Literatura, Sociedade
e Discurso Ficcional
em Luciano de Samósata
Jacyntho Lins Brandão
Ed. UFMG
(Tel. 0/xx/31/3499-4656)
370 págs., R$ 36,00
PAULO BUTTI DE LIMA
A riqueza da obra de Luciano,
autor de língua grega do século 2
d.C., é consequência de uma reapropriação contínua da literatura
anterior, de tal modo que só se
pode falar de sua originalidade no
interior de um trabalho de releitura e transposição de temas já utilizados. Para muitos, isso representou um obstáculo intransponível,
mas não certamente para os que
se dedicaram nos últimos tempos
à análise do conjunto dos escritos
do retor e sofista de Samósata. Para as novas gerações de comentadores, essa retomada constante
da literatura clássica e seu distanciamento irônico e mesmo sarcástico (que marcou Rabelais,
Cervantes, Swift ou Voltaire) revelam sua "modernidade" e justificam o interesse por sua obra. Diferentemente de outras épocas,
que podiam privilegiar a irreverência ou a irreligiosidade de Luciano, seu suposto cinismo ou crítica aos deuses pagãos, hoje é esta
sua "consciência" da literatura
que parece sobressair.
Com a intenção de explorar a riqueza dessa relação com a literatura, apresenta-se agora o livro de
Jacyntho Lins Brandão, no qual o
autor desenvolve uma série de
contribuições que vinha dedicando ao argumento, incluindo sua
tese de doutorado, e reúne vários
artigos publicados em revistas especializadas. A unidade do trabalho consiste na tentativa de conduzir, por meio da análise de vários temas da obra de Luciano, ao
discernimento de uma "poética
luciânica".
A dificuldade em oferecer uma
leitura unitária de uma obra tão
ampla é evidente, ainda mais levando-se em consideração a escassez de elementos externos que
permitam uma reconstrução precisa da biografia do autor e de seu
percurso literário. Dada a exiguidade e o caráter hipotético dos dados biográficos, a crítica contemporânea se exercitou na análise de
Luciano segundo um duplo caminho. Procurou aprofundar a biografia do autor a partir de cada
dado interno à sua obra, referências, por vezes imprecisas, que
podem ser vistas como autobiográficas ou que permitem dispor
seus escritos segundo uma certa
ordem cronológica.

· · · · ·

**Objetivos:**
(a) No trecho sobre Luciano de Samósata, em que século viveu esse autor de língua grega?
(b) Por favor, dê prosseguimento ao trecho sobre Luciano de Samósata a partir da última frase apresentada.
Os registros formam um material separado do trecho sobre Luciano de Samósata.

**Registros de dados:**
· · · · ·

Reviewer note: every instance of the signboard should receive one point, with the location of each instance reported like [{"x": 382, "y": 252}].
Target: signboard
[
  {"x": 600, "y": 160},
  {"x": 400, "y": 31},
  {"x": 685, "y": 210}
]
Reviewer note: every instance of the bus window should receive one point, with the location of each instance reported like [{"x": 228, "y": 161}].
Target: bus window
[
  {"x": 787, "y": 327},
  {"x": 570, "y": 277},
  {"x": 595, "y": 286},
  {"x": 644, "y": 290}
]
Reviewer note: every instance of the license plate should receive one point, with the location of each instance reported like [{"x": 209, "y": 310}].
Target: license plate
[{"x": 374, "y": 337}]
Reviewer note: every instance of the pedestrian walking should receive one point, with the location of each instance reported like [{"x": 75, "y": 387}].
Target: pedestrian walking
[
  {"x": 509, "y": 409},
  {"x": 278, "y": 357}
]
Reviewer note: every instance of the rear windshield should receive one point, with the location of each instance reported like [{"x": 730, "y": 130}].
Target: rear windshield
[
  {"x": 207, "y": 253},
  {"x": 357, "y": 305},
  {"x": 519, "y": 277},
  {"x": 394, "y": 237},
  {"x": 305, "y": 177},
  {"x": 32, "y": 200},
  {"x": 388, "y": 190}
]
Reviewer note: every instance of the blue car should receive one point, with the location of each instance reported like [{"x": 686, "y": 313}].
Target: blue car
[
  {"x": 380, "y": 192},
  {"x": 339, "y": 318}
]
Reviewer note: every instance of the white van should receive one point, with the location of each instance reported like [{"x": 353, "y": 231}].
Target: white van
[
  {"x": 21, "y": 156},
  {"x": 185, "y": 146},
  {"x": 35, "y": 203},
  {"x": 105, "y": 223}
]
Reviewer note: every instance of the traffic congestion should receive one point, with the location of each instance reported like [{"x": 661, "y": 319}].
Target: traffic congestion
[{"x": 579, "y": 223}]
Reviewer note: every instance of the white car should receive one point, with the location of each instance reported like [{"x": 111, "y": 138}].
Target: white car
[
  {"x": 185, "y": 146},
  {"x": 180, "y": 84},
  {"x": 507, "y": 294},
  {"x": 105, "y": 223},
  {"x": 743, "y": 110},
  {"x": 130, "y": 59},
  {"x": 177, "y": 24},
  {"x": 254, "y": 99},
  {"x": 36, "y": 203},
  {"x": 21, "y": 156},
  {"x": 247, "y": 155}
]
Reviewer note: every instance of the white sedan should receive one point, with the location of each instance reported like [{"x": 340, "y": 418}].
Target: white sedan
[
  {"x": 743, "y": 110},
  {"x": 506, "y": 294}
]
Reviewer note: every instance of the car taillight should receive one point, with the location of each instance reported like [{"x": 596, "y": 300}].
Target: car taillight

· · · · ·

**Respostas:**
(a) No século 2 d.C.

(b)
Ou, tendo em vista a ligação estreita de Luciano com a tradição
cultural grega clássica, tentou ler
sua obra acentuando esse processo de reapropriação, para o qual
contam menos as referências e
críticas à sociedade contemporânea e se destaca o modo de relacionamento de toda essa cultura
com quanto estava na sua base.
Numa época em que a noção de
originalidade do autor ocupava
um lugar diverso do que pode
ocupar hoje, a "imitação" dos antigos se apresenta como o conceito principal que permite reconsiderar toda a produção de Luciano.
O estrangeiro
A análise de Brandão move-se
entre esses dois planos, tentando
conciliar os procedimentos literários de Luciano com alguns elementos de fundo de seu percurso
biográfico. De modo particular,
sua experiência como estrangeiro
-na língua, pois o grego talvez
não fosse sua língua materna, e
nas cidades onde viveu, pois ao
máximo se supõe uma breve estada do sofista adulto em sua cidade
natal- é transposta à sua experiência com a literatura e com os
gêneros literários.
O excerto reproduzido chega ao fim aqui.